*Exercise description*:
Answer from the review of Worth:
1. What fund did the government set up?
2. How many families were involved in the proceedings?
3. Whose performance does the review call almost note-perfect?

It’s been almost 20 years since 9/11, and yet it still looms large over every major political, societal and cultural event that unfolds in the United States, something that may never change. We’ve seen plenty of adaptations and dramatizations surrounding the attacks themselves, but Worth focuses on an aftermath that a lot of people outside America may not have ever considered before, or even been aware of.

In what was a cynical move on the surface to prevent the airline and other industries being sued to the brink of oblivion, the government set up the September 11th Victim Compensation Fund. More than 7000 families were involved in the proceedings, and it presented Feinberg with perhaps the most difficult question of them all. Facing a seemingly insurmountable task, the attorney and his team were forced to look at each person who lost their lives that day, and work out suitable financial compensation for their families based on economic circumstance.

It’s an intriguing, fascinating and also queasy moral quandary, but Feinberg pitched himself as the ideal man for the job, so he knew what he was getting himself in for. Worth doesn’t feature the typical grandstanding you’d expect from a Hollywood production tackling such weighty and generation-defining subject matter, but that’s entirely for the betterment of the final product.

Feinberg’s arc is in essence ‘outwardly cold man thaws as he discovers the value of empathy’, but Keaton’s performance almost note-perfect. Here’s a guy that was very good at his job, and used that to his advantage to crunch the numbers and determine who was entitled to what, only to discover that talking to the people face-to-face would be the most difficult task of a distinguished career. The themes are as timely now as they ever were, especially with the pandemic causing wide-ranging unemployment and yielding a huge death toll, so it’s worked in Worth‘s favor that it arrives towards what’s hopefully the tail end of the COVID-19 crisis.

Records from a data source

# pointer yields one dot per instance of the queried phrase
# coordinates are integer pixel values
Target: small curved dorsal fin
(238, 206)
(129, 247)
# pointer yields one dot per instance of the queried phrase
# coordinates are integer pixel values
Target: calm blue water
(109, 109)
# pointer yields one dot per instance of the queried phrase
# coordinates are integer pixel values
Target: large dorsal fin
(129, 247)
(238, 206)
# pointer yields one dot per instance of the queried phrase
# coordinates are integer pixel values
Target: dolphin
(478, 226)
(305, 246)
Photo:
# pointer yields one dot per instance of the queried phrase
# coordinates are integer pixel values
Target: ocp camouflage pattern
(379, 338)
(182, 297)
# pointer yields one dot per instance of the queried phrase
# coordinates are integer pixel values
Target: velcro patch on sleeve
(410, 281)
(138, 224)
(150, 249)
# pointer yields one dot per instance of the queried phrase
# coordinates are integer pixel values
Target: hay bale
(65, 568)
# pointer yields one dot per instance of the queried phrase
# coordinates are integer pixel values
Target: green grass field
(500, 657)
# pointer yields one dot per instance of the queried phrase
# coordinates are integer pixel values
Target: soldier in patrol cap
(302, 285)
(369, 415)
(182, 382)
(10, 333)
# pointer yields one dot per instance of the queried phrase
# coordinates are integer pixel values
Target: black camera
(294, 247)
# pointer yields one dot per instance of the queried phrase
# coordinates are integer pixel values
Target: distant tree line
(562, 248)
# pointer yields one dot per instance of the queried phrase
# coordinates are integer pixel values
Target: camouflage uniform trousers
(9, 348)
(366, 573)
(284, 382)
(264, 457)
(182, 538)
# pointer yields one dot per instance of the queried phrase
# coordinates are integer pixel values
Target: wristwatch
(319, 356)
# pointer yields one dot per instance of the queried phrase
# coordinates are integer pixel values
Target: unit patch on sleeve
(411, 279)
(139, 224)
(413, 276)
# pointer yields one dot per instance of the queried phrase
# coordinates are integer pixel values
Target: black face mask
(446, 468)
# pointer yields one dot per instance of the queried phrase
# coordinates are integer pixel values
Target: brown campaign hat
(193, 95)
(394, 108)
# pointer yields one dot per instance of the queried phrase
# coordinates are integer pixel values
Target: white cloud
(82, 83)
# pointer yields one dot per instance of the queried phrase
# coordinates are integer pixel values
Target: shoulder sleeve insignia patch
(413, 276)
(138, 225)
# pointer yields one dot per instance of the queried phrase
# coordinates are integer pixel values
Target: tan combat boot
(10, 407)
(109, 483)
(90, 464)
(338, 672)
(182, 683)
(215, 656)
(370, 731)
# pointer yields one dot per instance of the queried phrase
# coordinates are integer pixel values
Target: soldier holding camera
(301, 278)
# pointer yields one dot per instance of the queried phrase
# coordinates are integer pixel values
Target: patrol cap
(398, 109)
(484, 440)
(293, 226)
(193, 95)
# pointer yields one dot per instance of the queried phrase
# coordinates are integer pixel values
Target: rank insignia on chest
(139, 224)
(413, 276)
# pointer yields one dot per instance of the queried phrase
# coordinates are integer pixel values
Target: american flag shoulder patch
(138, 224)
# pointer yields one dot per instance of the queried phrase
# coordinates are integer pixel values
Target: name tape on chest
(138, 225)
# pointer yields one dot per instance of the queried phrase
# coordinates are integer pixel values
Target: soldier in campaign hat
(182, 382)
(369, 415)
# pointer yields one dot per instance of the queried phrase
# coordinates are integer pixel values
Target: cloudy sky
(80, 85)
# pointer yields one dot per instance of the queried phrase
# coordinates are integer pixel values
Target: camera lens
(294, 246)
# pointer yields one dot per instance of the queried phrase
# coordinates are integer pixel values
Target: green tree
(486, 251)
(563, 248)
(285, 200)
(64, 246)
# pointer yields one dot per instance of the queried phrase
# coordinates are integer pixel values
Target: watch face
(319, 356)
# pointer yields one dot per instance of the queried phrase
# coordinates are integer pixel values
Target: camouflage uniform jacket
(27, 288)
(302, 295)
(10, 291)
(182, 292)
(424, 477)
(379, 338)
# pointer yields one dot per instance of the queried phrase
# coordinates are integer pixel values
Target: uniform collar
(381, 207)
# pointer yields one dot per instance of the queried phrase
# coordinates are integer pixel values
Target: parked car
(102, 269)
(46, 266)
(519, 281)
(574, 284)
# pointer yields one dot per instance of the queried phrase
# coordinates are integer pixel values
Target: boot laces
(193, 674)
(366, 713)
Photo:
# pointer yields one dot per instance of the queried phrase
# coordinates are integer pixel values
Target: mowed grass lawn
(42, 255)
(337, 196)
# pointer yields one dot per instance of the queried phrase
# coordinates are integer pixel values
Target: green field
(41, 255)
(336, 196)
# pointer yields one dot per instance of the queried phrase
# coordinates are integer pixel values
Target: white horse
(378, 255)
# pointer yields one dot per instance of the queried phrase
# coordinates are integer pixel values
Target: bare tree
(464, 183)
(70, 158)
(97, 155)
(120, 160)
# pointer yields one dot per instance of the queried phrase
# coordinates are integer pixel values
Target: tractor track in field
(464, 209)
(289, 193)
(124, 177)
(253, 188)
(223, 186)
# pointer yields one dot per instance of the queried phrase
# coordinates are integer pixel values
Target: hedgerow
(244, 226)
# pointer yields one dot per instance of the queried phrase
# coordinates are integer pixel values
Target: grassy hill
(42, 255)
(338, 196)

*Response*:
1. The September 11th Victim Compensation Fund.
2. More than 7000.
3. Keaton's.